SHORT TASK: Count the lines in the items below that contain the word "rule". Reply with that number alone.

RECORDS PROVIDED:

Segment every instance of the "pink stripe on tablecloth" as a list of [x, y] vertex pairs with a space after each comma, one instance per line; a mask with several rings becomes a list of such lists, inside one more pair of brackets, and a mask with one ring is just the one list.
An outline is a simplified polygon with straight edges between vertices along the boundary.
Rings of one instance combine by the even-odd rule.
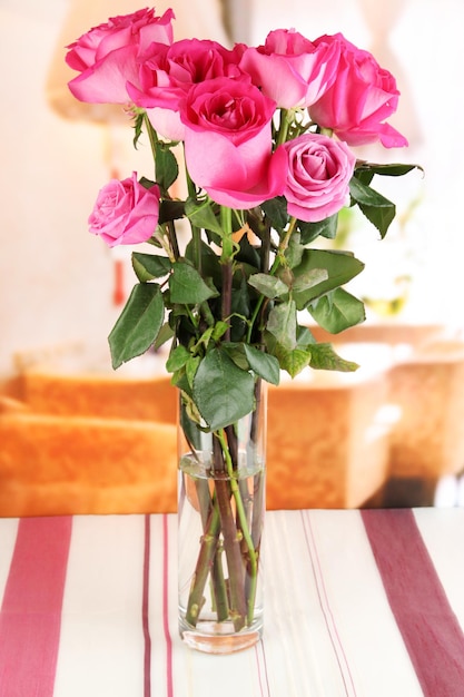
[[19, 522], [0, 610], [0, 697], [52, 697], [72, 519]]
[[463, 697], [464, 634], [414, 513], [408, 509], [364, 510], [362, 517], [424, 695]]
[[338, 628], [332, 611], [327, 589], [324, 582], [324, 573], [320, 568], [320, 559], [317, 552], [316, 540], [310, 522], [308, 511], [302, 511], [303, 527], [305, 530], [306, 546], [309, 552], [309, 559], [313, 567], [314, 580], [316, 582], [317, 596], [319, 598], [320, 609], [324, 615], [330, 644], [333, 646], [335, 657], [339, 667], [344, 689], [347, 696], [356, 697], [356, 687], [353, 680], [349, 662], [345, 654], [345, 649], [338, 634]]
[[144, 591], [141, 601], [141, 621], [144, 627], [144, 697], [151, 697], [151, 636], [148, 619], [150, 586], [150, 517], [145, 517], [144, 541]]
[[174, 696], [172, 638], [169, 632], [169, 534], [168, 517], [162, 516], [162, 628], [166, 639], [166, 687], [168, 697]]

COMPLETED TASK: 1